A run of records
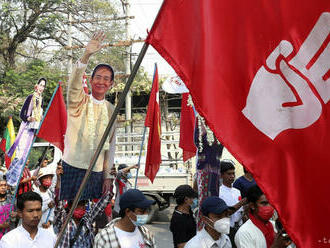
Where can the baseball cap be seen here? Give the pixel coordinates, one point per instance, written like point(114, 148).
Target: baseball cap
point(213, 204)
point(134, 198)
point(185, 191)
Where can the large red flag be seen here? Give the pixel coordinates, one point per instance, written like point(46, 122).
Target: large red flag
point(258, 71)
point(152, 121)
point(54, 125)
point(187, 128)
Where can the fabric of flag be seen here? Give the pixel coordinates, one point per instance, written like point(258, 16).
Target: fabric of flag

_Task directions:_
Return exactly, and only, the line containing "Where can the large" and every line after it through the end of the material.

_Problem solution:_
Where can the large red flag be seen here? Give the pixel coordinates, one point per instance, written like point(46, 122).
Target: large red flag
point(258, 71)
point(152, 121)
point(54, 125)
point(187, 128)
Where can the fabric of flag be seen here? Give the pixel coordinates, one point per instance, written like point(258, 16).
Target: fabric of flag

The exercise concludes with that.